#### WHAT THE TASK ASKS
All that should come back is the lines of the data below from the one containing "column 98, row 25" to the one containing "column 156, row 208", inclusive, exactly as they stand.

#### DATA RECORDS
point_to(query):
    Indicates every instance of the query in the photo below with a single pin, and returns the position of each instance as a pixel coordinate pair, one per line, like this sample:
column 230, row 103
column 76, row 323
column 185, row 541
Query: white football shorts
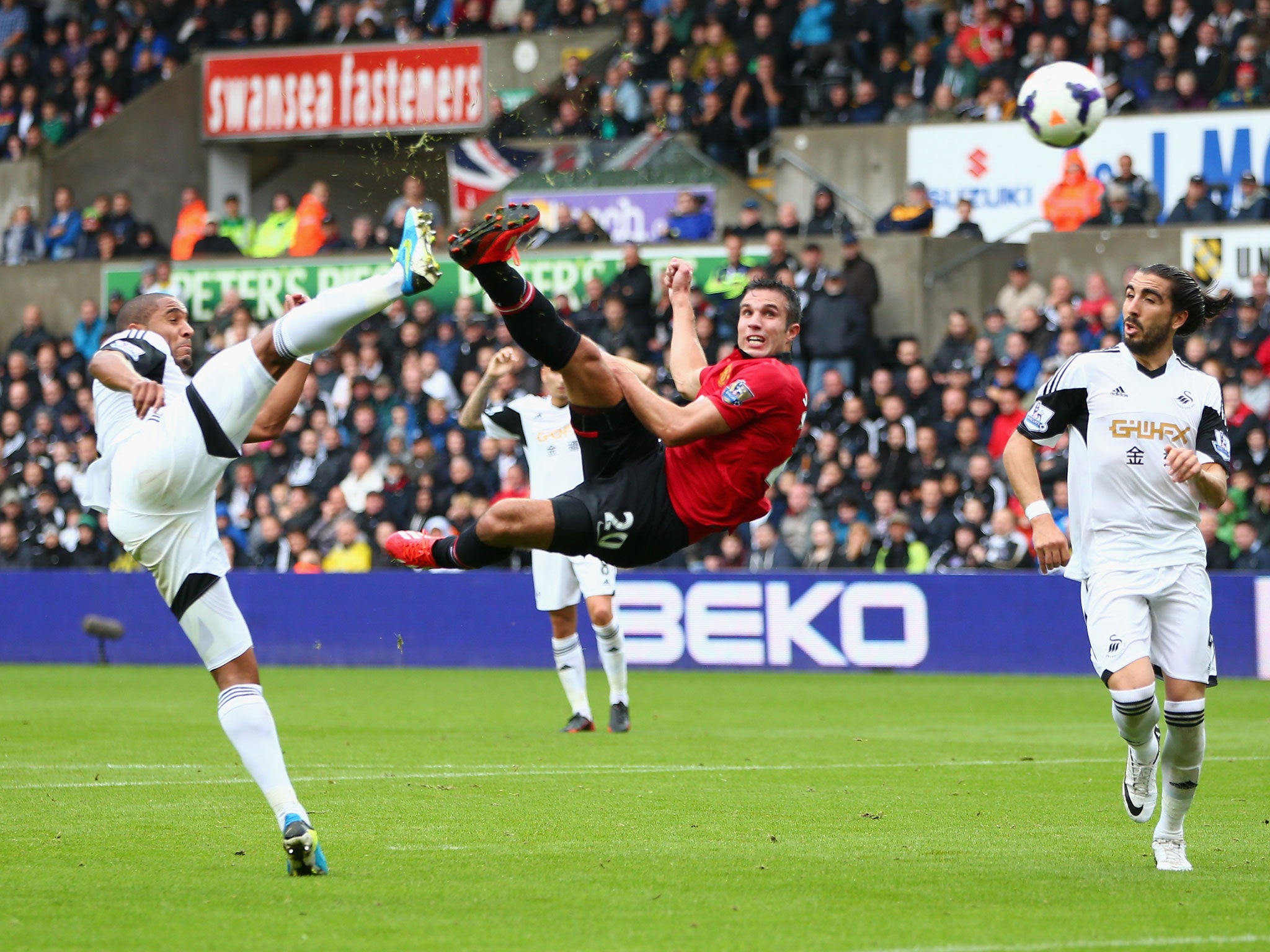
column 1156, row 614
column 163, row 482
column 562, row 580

...

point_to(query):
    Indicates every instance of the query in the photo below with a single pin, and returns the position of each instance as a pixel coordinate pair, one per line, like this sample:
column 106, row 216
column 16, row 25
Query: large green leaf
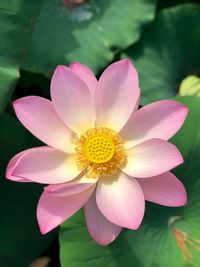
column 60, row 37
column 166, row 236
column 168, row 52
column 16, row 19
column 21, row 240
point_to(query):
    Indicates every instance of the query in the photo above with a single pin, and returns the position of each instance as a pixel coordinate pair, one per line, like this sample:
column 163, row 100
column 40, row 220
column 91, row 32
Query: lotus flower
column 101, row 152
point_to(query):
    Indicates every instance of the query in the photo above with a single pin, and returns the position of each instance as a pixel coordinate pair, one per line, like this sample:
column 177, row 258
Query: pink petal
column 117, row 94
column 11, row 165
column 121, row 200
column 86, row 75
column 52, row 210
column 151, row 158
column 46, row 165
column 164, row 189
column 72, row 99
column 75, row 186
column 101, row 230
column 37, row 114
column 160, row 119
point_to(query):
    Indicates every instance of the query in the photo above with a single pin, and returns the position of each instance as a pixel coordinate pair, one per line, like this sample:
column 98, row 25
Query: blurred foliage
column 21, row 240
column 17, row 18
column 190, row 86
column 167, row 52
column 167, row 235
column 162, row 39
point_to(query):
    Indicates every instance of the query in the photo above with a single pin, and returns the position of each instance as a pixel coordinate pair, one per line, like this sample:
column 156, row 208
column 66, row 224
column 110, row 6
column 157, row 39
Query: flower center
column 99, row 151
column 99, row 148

#### ANSWER BOX
column 98, row 25
Query: blurred foliage
column 21, row 240
column 17, row 18
column 190, row 86
column 167, row 52
column 167, row 235
column 162, row 39
point_to(query):
    Indicates every instance of the query in the photo above with a single pin, and returns the position of each instance as a pixel coordinate pair, one per line, like this sample:
column 156, row 208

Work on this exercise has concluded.